* [Exercise]:
Add 80 to every coordinate in the answers from the line with "Target: rock surface with barnacles" through the end of the data, and write out all of those lines again with the new numbers. Leave the pictures out.

* [Point labeling dataset excerpts]:
==================================================

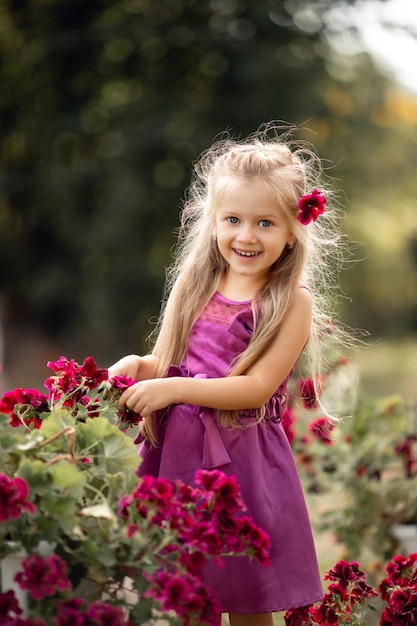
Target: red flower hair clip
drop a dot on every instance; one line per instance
(311, 205)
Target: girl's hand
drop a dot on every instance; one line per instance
(134, 366)
(148, 396)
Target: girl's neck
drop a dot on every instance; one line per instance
(238, 290)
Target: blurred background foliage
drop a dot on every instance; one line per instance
(103, 107)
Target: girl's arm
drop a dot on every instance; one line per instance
(251, 390)
(135, 366)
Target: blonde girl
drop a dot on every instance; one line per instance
(247, 294)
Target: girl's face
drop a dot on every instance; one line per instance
(252, 231)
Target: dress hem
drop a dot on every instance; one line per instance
(274, 609)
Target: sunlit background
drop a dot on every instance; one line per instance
(105, 105)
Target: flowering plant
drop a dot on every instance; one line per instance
(98, 544)
(311, 205)
(348, 596)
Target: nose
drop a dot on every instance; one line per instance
(246, 233)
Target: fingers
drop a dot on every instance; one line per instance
(133, 399)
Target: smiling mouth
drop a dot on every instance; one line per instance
(247, 254)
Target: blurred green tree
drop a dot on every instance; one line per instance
(103, 107)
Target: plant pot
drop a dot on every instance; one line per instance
(406, 534)
(9, 567)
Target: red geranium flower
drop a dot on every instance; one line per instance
(311, 205)
(43, 577)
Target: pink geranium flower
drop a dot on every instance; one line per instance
(307, 390)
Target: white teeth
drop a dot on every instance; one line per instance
(242, 253)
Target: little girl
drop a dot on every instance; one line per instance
(246, 297)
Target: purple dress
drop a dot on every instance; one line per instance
(261, 459)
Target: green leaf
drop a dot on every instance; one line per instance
(67, 477)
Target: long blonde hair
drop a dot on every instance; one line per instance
(288, 169)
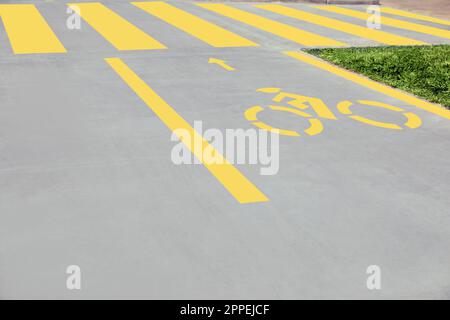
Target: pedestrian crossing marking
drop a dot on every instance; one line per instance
(388, 21)
(27, 30)
(116, 30)
(372, 34)
(280, 29)
(416, 16)
(242, 189)
(193, 25)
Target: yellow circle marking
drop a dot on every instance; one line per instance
(413, 121)
(315, 127)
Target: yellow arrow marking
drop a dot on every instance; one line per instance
(221, 63)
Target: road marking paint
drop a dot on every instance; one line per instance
(231, 178)
(416, 16)
(388, 21)
(27, 30)
(315, 127)
(195, 26)
(116, 30)
(221, 63)
(280, 29)
(363, 32)
(363, 81)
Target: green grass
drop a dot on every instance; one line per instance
(423, 71)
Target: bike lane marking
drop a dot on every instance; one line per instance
(243, 190)
(366, 82)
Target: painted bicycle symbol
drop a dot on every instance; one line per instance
(297, 104)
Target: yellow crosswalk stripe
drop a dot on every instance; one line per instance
(197, 27)
(242, 189)
(119, 32)
(271, 26)
(389, 21)
(372, 34)
(416, 16)
(27, 30)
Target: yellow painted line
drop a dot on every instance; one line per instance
(363, 32)
(230, 177)
(389, 21)
(416, 16)
(394, 93)
(195, 26)
(27, 30)
(277, 28)
(119, 32)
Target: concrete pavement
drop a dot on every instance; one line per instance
(87, 178)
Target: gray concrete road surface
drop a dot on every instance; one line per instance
(87, 178)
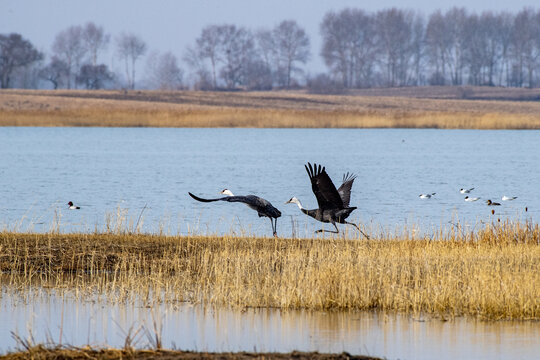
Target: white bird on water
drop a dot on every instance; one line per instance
(73, 207)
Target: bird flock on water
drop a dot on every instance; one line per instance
(333, 202)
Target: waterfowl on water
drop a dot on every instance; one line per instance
(73, 207)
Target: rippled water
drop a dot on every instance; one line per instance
(190, 327)
(130, 176)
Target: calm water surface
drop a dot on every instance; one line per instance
(190, 327)
(129, 176)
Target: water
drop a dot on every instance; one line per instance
(188, 327)
(139, 176)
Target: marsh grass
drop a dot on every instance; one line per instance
(491, 273)
(258, 109)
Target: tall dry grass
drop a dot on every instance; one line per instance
(490, 274)
(264, 110)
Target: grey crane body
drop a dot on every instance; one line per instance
(333, 203)
(263, 207)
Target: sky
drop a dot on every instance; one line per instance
(172, 25)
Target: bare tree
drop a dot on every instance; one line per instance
(56, 72)
(524, 50)
(437, 42)
(291, 47)
(95, 40)
(202, 78)
(238, 50)
(163, 71)
(68, 46)
(15, 53)
(208, 47)
(395, 38)
(130, 48)
(349, 46)
(94, 77)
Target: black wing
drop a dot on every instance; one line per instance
(250, 200)
(323, 188)
(345, 188)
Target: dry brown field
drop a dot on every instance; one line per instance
(423, 107)
(490, 274)
(71, 353)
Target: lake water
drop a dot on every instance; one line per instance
(118, 175)
(129, 176)
(188, 327)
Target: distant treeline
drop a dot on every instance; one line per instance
(388, 48)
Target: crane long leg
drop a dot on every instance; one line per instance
(333, 232)
(367, 237)
(274, 227)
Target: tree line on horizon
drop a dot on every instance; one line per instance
(387, 48)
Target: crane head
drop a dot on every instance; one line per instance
(226, 192)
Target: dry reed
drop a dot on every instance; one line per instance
(490, 274)
(264, 109)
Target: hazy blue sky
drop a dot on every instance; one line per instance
(168, 25)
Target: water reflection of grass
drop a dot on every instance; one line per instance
(490, 274)
(266, 109)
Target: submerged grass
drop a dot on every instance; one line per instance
(490, 274)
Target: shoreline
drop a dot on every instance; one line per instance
(278, 109)
(489, 275)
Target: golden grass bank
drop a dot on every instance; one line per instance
(492, 274)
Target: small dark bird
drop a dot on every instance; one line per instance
(333, 203)
(73, 207)
(262, 206)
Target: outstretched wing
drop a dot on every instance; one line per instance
(323, 188)
(243, 199)
(345, 188)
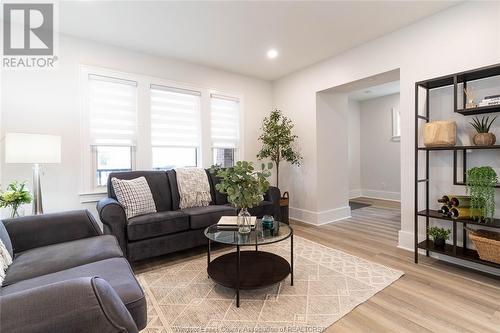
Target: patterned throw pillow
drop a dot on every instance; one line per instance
(134, 195)
(5, 260)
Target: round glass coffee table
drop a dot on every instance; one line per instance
(250, 269)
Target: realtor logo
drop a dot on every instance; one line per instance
(28, 35)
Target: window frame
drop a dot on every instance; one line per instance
(142, 152)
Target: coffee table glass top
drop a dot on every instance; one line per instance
(257, 236)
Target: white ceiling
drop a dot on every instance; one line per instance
(235, 36)
(375, 91)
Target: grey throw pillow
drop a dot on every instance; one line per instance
(134, 195)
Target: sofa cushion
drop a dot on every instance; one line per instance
(157, 181)
(156, 224)
(53, 258)
(116, 271)
(202, 217)
(134, 195)
(264, 208)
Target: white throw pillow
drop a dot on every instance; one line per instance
(5, 261)
(134, 195)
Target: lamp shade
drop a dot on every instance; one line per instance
(32, 148)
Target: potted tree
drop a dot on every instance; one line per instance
(480, 182)
(483, 137)
(278, 144)
(245, 188)
(439, 236)
(15, 195)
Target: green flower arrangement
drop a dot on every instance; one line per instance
(244, 186)
(480, 182)
(15, 195)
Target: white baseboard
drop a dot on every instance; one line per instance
(384, 195)
(320, 218)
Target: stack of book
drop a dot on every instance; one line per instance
(490, 100)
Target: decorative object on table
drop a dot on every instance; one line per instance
(440, 134)
(279, 144)
(194, 189)
(34, 149)
(439, 236)
(480, 184)
(267, 222)
(470, 98)
(487, 244)
(14, 196)
(245, 188)
(483, 137)
(490, 100)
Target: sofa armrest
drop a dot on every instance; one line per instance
(114, 219)
(79, 305)
(273, 194)
(41, 230)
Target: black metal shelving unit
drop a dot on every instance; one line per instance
(453, 250)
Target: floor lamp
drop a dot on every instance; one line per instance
(34, 149)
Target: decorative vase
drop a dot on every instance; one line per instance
(484, 139)
(244, 221)
(439, 242)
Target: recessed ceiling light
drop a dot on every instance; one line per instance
(272, 53)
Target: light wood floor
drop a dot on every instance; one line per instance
(432, 296)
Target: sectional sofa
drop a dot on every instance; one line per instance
(170, 229)
(67, 277)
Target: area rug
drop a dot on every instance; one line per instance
(328, 284)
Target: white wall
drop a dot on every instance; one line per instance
(48, 102)
(354, 149)
(380, 155)
(461, 38)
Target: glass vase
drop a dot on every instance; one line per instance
(244, 221)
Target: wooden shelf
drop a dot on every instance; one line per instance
(461, 148)
(479, 110)
(461, 253)
(495, 223)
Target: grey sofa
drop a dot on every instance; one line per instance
(67, 277)
(170, 229)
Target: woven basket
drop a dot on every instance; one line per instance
(487, 244)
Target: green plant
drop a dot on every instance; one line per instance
(483, 125)
(480, 182)
(278, 141)
(244, 186)
(15, 195)
(439, 233)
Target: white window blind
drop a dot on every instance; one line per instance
(175, 117)
(112, 111)
(225, 121)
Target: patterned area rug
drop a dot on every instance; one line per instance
(327, 285)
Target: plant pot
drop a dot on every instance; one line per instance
(439, 242)
(484, 139)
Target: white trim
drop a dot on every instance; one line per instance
(320, 218)
(384, 195)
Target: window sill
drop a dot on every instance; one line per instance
(91, 197)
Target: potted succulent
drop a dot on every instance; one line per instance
(439, 236)
(483, 137)
(14, 196)
(245, 188)
(480, 182)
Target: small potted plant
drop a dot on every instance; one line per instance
(439, 236)
(15, 195)
(483, 137)
(245, 188)
(480, 185)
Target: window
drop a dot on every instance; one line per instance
(396, 124)
(112, 125)
(225, 129)
(175, 127)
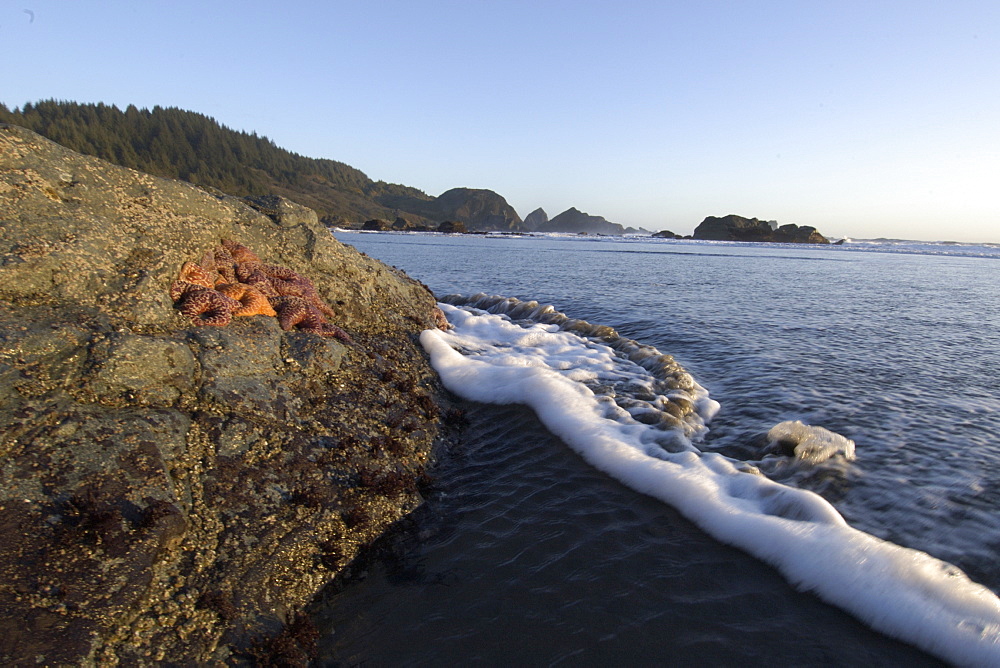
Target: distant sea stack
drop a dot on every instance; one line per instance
(535, 219)
(479, 210)
(738, 228)
(574, 221)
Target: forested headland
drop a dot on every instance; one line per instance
(186, 145)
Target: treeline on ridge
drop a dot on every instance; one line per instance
(186, 145)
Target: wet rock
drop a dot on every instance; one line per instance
(177, 494)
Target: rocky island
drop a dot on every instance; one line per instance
(176, 491)
(738, 228)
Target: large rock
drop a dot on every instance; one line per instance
(535, 219)
(171, 493)
(575, 221)
(478, 209)
(738, 228)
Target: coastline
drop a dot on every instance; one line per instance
(175, 492)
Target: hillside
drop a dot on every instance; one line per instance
(174, 143)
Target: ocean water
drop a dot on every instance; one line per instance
(539, 547)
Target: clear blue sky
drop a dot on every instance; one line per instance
(864, 119)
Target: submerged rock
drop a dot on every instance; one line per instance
(172, 493)
(738, 228)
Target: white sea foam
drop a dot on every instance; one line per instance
(575, 385)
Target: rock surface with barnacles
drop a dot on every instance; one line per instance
(171, 492)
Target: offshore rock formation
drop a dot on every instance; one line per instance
(478, 209)
(173, 493)
(575, 221)
(738, 228)
(535, 219)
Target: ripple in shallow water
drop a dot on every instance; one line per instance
(524, 554)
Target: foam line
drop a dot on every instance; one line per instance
(899, 591)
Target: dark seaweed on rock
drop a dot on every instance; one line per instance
(172, 493)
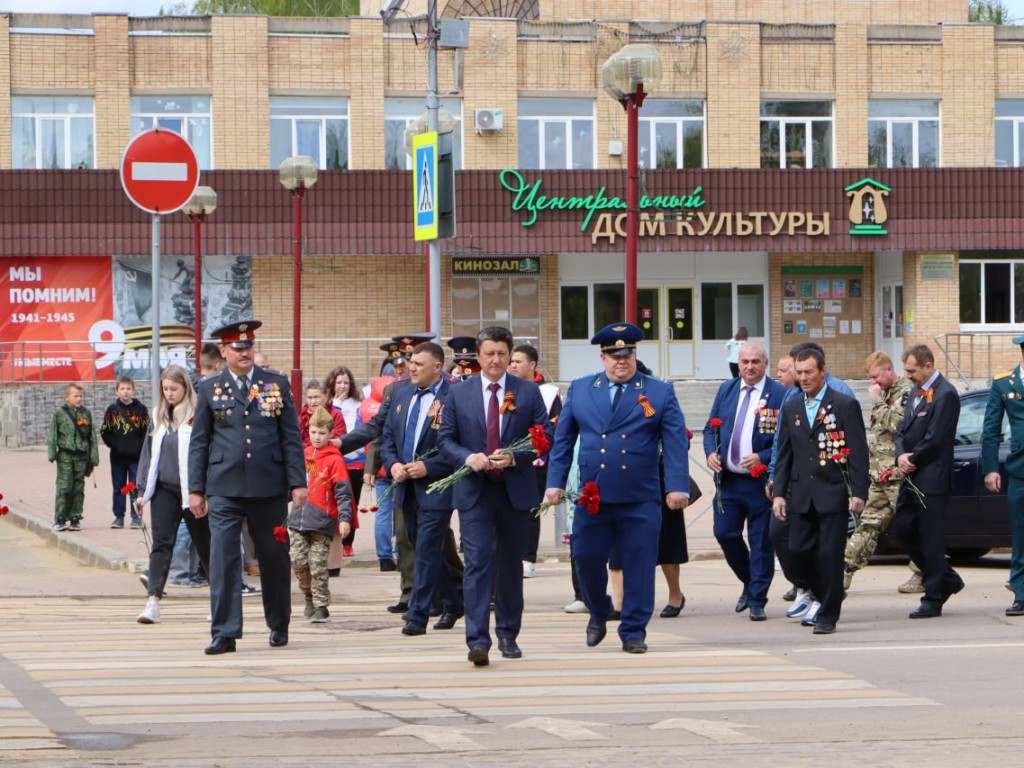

==================================================

* [Written solution]:
Target: rock surface with barnacles
drop a dot on every instance; one line per instance
(251, 572)
Target: offshore rock formation
drop a dot on every instance; one line per instance
(558, 289)
(253, 573)
(655, 301)
(818, 308)
(615, 299)
Target: ripple in shallow water
drop a dot on every instance; one line per instance
(604, 634)
Target: foam line
drop a dot on every instance; one line per instance
(979, 671)
Target: dark seaweed on rock
drop a dot on every instance; one line per instance
(252, 573)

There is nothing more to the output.